**Provided text:**
━━━━━━━━━━━━━━━━
In this report, to implement the aforementioned goal in a practical application, I utilized a Google Spreadsheet and Google Apps Script.
When you test this application, you can do it by copying the following Google Spreadsheet. After you copy the Spreadsheet into your Google Drive, you can do the following steps.
You can copy the Spreadsheet to your Google Drive by accessing the following URL.
https://docs.google.com/spreadsheets/d/1zhq82EbhJXBYyYM9t97ixwxiXCc5wDk8Ytl1mUrXUEs/copy
When you open this Spreadsheet, you can see the following 2 sheets.
dashboard
: This sheet is used for setting variables including the API key for using Gemini API and corpus name.data
: This sheet is used for managing chunks in the corpus.
This spreadsheet has a container-bound script including 5 script files, 1 HTML file, and 1 JSON file.
appsscript.json
: Manifest file.Code.gs
: Main functions.CorporaApp.gs
: https://github.com/tanaikech/CorporaAppGeminiWithFiles.gs
: https://github.com/tanaikech/GeminiWithFilesQAApp.gs
: Main class object. https://github.com/tanaikech/QAAppjavascript.gs
: Javascript for HTML.index.html
: HTML for user interface.
In this case, you can see how to do this at my repository. Please link your Google Cloud Platform Project with the container-bound script of the copied Spreadsheet.
Also, please enable 2 APIs Generative Language API and Sheets API at the API console.
━━━━━━━━━━━━━━━━
**Given data:**
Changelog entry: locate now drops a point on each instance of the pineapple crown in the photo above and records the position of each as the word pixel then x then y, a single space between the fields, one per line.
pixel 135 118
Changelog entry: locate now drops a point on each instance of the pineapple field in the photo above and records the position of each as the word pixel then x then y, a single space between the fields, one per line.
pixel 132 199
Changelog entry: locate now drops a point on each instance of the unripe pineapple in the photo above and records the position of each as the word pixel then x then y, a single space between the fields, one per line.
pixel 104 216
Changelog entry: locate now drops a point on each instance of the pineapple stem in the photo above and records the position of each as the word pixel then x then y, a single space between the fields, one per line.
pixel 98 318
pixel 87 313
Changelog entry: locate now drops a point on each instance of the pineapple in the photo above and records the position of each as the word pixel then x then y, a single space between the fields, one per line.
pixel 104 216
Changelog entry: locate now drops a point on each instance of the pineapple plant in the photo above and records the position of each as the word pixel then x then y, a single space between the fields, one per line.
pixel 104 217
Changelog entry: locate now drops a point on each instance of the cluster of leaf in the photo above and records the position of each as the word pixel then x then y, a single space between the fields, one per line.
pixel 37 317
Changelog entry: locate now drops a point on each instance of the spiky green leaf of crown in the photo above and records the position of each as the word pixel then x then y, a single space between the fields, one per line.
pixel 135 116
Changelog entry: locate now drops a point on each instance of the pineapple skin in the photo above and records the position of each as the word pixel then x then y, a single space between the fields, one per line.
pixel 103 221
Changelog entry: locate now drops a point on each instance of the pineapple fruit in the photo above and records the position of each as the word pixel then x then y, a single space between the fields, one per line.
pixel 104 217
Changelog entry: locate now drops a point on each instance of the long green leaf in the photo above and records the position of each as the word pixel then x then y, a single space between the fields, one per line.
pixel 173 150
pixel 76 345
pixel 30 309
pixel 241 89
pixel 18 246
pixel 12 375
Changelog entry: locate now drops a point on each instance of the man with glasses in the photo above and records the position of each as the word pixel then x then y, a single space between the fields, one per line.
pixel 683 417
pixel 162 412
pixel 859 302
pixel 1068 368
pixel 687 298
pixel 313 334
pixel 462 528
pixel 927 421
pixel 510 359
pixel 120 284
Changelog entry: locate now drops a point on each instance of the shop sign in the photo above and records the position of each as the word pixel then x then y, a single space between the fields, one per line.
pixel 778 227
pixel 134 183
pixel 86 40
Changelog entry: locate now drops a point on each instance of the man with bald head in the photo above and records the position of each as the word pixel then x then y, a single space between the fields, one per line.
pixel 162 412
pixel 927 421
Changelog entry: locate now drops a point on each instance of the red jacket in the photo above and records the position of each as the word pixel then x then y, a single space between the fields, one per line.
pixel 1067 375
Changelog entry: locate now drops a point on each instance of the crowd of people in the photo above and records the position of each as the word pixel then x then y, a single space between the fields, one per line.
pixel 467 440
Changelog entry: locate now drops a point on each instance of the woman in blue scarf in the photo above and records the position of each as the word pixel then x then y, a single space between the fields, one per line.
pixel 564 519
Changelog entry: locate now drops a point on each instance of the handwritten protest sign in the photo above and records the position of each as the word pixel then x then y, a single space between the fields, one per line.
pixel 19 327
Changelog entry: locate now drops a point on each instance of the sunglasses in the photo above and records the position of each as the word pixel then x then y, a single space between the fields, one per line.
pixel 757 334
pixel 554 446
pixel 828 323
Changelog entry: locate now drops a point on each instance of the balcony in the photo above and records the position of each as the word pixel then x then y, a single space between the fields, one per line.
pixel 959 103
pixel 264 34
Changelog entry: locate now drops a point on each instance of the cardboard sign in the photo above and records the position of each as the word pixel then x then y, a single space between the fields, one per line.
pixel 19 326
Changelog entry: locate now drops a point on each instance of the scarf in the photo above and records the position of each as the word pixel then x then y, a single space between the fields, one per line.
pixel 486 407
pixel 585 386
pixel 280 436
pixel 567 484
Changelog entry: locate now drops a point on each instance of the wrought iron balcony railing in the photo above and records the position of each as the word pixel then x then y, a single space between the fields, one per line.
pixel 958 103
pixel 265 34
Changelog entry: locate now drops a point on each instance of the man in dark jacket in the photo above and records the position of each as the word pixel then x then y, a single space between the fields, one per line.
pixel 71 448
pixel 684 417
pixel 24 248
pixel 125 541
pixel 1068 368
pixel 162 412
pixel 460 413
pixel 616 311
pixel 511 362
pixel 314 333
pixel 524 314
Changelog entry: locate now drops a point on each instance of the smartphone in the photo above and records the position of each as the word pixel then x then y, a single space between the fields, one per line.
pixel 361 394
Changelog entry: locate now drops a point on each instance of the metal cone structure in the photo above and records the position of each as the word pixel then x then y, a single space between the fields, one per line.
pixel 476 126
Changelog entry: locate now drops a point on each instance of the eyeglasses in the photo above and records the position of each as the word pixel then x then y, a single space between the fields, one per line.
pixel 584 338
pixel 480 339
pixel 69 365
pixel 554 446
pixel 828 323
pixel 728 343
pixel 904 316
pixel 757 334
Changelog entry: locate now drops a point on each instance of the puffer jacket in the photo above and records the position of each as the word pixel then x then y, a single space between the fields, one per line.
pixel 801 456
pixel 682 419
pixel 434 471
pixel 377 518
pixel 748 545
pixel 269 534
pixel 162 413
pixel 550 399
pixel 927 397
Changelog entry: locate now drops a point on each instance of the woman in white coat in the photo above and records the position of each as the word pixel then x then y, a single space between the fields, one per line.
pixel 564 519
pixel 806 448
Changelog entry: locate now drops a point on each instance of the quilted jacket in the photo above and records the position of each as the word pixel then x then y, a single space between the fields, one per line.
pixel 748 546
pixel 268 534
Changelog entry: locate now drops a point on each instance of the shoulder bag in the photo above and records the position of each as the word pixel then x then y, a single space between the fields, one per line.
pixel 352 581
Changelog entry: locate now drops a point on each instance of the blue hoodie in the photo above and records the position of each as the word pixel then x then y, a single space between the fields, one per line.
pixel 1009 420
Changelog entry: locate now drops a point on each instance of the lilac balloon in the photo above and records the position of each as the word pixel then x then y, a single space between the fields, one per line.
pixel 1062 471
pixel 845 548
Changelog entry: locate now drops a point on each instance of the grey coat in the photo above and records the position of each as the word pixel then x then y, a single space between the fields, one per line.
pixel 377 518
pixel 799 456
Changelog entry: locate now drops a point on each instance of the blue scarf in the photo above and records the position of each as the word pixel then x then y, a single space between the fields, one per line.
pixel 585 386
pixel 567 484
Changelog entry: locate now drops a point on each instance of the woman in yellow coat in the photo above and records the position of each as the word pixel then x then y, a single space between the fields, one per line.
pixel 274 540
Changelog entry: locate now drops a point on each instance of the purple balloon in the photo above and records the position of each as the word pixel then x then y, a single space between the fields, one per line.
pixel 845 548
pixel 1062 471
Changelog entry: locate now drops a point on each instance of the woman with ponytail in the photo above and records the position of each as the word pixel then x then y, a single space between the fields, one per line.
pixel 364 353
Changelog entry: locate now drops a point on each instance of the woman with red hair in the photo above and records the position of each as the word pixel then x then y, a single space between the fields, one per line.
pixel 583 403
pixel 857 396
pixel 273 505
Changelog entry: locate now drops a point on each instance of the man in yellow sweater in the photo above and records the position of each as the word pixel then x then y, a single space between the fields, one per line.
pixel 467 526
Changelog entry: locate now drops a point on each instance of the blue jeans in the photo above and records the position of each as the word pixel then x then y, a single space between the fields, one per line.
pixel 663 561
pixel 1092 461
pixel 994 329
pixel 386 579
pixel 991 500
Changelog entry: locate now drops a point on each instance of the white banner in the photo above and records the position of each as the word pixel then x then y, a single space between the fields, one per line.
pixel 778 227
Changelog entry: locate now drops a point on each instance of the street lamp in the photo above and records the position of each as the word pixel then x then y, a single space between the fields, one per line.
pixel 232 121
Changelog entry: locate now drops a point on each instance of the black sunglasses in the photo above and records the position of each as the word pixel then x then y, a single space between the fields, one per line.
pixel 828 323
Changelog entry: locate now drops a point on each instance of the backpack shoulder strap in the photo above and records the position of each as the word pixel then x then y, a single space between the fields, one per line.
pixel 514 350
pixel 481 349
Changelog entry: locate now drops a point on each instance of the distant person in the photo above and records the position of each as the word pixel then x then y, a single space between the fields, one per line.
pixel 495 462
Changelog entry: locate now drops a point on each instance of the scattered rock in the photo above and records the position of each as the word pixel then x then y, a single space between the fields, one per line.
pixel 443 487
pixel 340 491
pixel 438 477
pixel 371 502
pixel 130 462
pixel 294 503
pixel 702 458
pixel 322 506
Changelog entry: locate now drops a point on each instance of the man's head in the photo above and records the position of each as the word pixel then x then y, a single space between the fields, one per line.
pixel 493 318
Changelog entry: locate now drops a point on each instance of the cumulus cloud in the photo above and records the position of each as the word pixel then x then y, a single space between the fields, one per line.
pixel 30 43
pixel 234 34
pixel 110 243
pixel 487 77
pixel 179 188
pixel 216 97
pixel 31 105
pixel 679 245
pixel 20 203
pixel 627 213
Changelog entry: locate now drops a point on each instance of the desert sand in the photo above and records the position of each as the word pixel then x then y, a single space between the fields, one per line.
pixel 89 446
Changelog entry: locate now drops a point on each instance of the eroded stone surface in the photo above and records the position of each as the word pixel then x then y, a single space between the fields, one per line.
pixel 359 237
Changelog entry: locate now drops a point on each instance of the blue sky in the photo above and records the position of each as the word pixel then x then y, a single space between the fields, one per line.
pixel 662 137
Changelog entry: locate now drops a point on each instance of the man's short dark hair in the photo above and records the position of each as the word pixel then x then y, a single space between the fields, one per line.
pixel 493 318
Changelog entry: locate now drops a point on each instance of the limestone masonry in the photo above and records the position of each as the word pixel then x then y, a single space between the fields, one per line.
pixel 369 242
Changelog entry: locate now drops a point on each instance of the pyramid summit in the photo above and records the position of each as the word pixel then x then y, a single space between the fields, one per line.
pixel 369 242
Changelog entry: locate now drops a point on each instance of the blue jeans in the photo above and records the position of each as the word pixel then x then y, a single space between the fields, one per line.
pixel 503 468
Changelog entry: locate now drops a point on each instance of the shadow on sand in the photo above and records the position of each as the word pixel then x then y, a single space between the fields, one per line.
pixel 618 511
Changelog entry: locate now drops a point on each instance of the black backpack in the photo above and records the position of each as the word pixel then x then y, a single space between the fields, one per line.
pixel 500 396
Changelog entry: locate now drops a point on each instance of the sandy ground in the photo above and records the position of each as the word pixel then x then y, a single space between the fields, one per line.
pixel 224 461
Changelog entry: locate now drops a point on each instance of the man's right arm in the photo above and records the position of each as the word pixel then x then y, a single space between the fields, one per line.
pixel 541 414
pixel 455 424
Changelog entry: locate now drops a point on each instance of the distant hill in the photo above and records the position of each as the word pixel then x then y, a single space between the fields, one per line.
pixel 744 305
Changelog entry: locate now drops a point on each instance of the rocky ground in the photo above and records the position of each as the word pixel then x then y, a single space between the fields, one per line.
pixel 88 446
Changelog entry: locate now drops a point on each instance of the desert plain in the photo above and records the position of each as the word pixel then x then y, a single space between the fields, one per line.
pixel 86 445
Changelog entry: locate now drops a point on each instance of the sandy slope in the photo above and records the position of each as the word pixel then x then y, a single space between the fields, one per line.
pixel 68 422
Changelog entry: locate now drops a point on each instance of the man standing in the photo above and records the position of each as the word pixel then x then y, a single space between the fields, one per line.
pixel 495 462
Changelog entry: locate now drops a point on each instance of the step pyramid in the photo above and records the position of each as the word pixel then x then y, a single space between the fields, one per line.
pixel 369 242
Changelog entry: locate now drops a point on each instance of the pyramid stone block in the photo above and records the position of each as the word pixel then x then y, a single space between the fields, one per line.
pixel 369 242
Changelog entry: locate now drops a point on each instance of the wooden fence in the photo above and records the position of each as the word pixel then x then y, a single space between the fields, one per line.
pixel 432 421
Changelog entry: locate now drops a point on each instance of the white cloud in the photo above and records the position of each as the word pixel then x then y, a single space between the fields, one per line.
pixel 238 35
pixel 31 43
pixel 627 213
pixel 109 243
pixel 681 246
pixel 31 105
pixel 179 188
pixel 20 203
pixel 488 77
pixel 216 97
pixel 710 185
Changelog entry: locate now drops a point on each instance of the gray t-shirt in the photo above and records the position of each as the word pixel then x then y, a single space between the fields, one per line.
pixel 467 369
━━━━━━━━━━━━━━━━
**Work item A:**
According to the setup text, which two APIs must be enabled at the API console?
**Work item B:**
Copy the setup text word for word, from the words containing "In this report, to" through the words ending with "1 JSON file.".

**Written reply A:**
The Generative Language API and the Sheets API.

**Written reply B:**
In this report, to implement the aforementioned goal in a practical application, I utilized a Google Spreadsheet and Google Apps Script.
When you test this application, you can do it by copying the following Google Spreadsheet. After you copy the Spreadsheet into your Google Drive, you can do the following steps.
You can copy the Spreadsheet to your Google Drive by accessing the following URL.
https://docs.google.com/spreadsheets/d/1zhq82EbhJXBYyYM9t97ixwxiXCc5wDk8Ytl1mUrXUEs/copy
When you open this Spreadsheet, you can see the following 2 sheets.
dashboard
: This sheet is used for setting variables including the API key for using Gemini API and corpus name.data
: This sheet is used for managing chunks in the corpus.
This spreadsheet has a container-bound script including 5 script files, 1 HTML file, and 1 JSON file.